今でも救急車の音を聞くと、時々胸が苦しくなります。

産後19日目の午後、私は息子と救急車に乗っていました。



妊娠中や出産時は全く問題なく、前日まで息子は元気でした。

夜から3時間おきに泣くものの母乳を飲まなくなり、元々カレーや甘いものを食べると飲みが悪かったので、前日に食べたチョコパイのせいかな?と初めは思っていました。

しかし朝には活気がなくなり、産まれた総合病院を受診。まさかこんな形で産後初めての外出をするとは、1ヶ月健診を受けるはずだった病院に行くとは思いもしていませんでした。

息子の体を見た看護師の顔色が変わるのを感じ、慌てて医師が呼ばれ、入院の必要があると言われました。

見せられた胸部レントゲン写真は、産まれたばかりの小さな体の2/3程に大きくなった心臓。素人が見ても明らかにおかしいことがわかりました。

ここでは診れないと言われ、バケツの水をひっくり返したかのような大雨の中、医師と看護師が同乗した救急車でより専門的な病院に向かいました。



病院に到着するとすぐに処置が始められ、長椅子で待つよう言われました。夫も駆けつけ、無言でただ祈るように待つ時間。


その間私はずっと同じ事を心の中で繰り返していました。

『神様、仏様、八百万の神様。

どうかこの子をお助けください。

私は今この子を失ったら、生きていくことが出来ま…(自分で命を絶つことはしないと決めているので、生きてはいきます)

私は今この子を失ったら、俗世で生きていくことは出来ません。

でも私は出家したくはありません。

この子と共に生きていきたいです。

出家した気持ちでこの子を育てていくので、どうかこの子をお助けください』

『神様、仏様…』とずっとずっと繰り返し祈り続けました。


しばらくして処置室に呼ばれると、小さな体には人工呼吸器が着けられ、体中にたくさん管が繋がれ、さっきまでの息子の面影はなくなっていました。

まだまだ油断を許さない状況だし、難しい検査の同意書にたくさんサインを求められ、原因もわからない状況でしたが、息子の命は繋がりました。



その日から私は出家した気持ちで息子と共に歩みました。

突然息子と離れ、産後のボロボロの体で毎日病院に通い。息子は側にいないのに、夜もタイマーをかけて泣きながら搾乳。

やること>
産後19日目に息子と救急車で運ばれた体験をつづった上の文章を、最後の文のあとから書き続けてください。

抜き出した行>
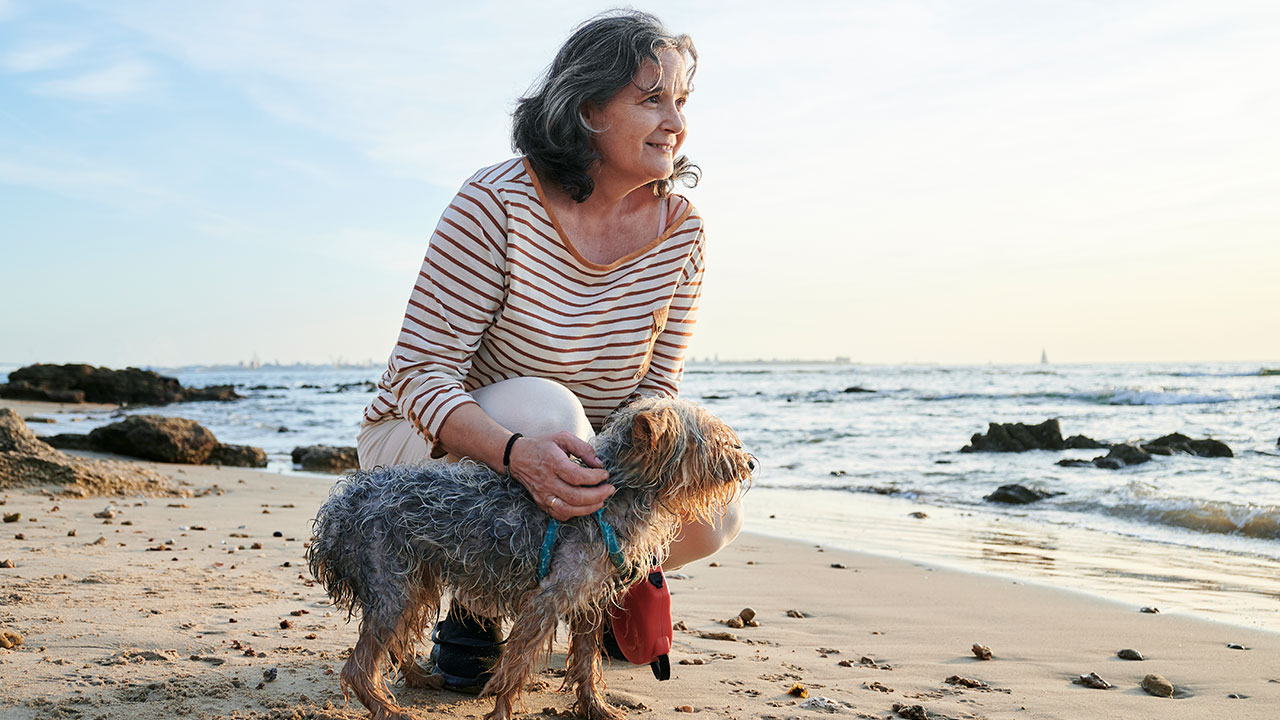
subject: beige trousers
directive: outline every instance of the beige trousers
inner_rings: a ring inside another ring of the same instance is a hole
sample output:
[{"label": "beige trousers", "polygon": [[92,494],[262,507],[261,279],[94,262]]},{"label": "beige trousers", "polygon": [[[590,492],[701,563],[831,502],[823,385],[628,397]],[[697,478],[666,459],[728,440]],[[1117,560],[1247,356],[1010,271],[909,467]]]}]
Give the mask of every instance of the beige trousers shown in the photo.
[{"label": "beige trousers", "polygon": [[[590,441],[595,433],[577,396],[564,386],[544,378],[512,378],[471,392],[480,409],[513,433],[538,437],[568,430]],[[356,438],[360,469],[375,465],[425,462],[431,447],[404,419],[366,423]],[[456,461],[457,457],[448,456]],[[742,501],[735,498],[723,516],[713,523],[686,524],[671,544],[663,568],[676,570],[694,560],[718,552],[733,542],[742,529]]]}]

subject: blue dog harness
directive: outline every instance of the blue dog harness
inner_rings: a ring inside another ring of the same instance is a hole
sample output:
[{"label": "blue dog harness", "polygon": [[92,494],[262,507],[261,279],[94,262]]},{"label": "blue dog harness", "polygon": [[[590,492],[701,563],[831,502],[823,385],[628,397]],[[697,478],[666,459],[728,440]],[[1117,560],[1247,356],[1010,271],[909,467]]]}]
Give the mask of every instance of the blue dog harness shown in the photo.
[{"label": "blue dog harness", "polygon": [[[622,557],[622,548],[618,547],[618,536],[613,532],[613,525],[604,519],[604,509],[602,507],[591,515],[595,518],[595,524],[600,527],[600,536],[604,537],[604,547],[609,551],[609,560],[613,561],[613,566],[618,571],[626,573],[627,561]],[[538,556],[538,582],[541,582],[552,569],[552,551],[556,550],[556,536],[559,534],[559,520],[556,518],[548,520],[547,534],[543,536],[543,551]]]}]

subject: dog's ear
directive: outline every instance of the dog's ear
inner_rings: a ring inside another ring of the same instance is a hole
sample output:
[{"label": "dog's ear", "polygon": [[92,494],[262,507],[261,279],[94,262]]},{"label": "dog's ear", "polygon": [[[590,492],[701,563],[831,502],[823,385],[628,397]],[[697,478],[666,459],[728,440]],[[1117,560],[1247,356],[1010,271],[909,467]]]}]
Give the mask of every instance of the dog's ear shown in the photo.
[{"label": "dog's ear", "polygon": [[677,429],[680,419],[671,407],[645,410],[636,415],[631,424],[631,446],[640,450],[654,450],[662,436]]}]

取り組みの結果>
息子と一緒に入院出来るようになってからも、柵のついたシングルベッド上でストレスフルな生活。退院してからも安心なんて全然出来なくて。

どんなに辛くても、『私は出家した身だから』と思うことで、グッと堪えることが出来ました。



少しずつ私の中で気持ちが緩くなり、1歳を越えたら安心だよと言われていたはずなのに。

1歳の誕生日を迎えた直後に再び心不全を起こし、再入院。

ずっと息子の機嫌が悪くて、私自身が限界で『休みたい』と思っていました。家作りも進行していたので、夫の休日に休むことも出来ませんでした。

再び息子と離れた生活を余儀なくされ、『私が休みたいと思っていたからだ。こんな風に休みたいわけじゃなかったのに』と、自分を責めました。

今度はコロナも流行しており、1年前より大変な入院生活でしたが、そこからまた出家した気持ちを引き締めました。



息子は生きているだけで奇跡だ。


その想いから、とにかく身を粉にして息子に全力で尽くしました。

息子と一緒に過ごせることは幸せだったけど、私の体も心もボロボロになり、常に追い詰められていたのかもしれません。

息子はここにいるだけで奇跡なんだから、幸せだって思わなくてはいけないと思っていたかもしれません。

もっと大変な人もいるんだからと自分にムチを打っていたかもしれません。




2歳の誕生日後から息子と一緒に整体に通うようになりました。程なくしてnoteも始めました。

整体に通うことで、ガチガチだった私の体や心が解れてきて、それまでいかに無理をしてアドレナリンばかり放出していたかに気付きました。

そして私がリラックスしたり、楽しんでいる方が息子も楽しそうだし調子も良さそうなことに気付きました。

私が必死にこうしなきゃとやっていたことは、むしろ逆効果だったのかもしれません。


休みたい時には無理せず休んで、一緒に早く寝て、無理に散歩に行かなくてもいいし、ごはんも作らなくてもいい。

あの頃はあの頃で精一杯だったからそれがベストだったと思いますが、今はもう違うって気付いてしまいました。

神々に出家した気持ちで子育てするって誓ったし、出家の定義はよくわかりません。

でもこの子と一緒に生きていきたいとも誓いました。

息子にとってより良い生活を送れるに越したことはないと思うので、そちらを優先したいと思います。

私が心地よく楽しく過ごすことで、息子も一緒に幸せになると信じています。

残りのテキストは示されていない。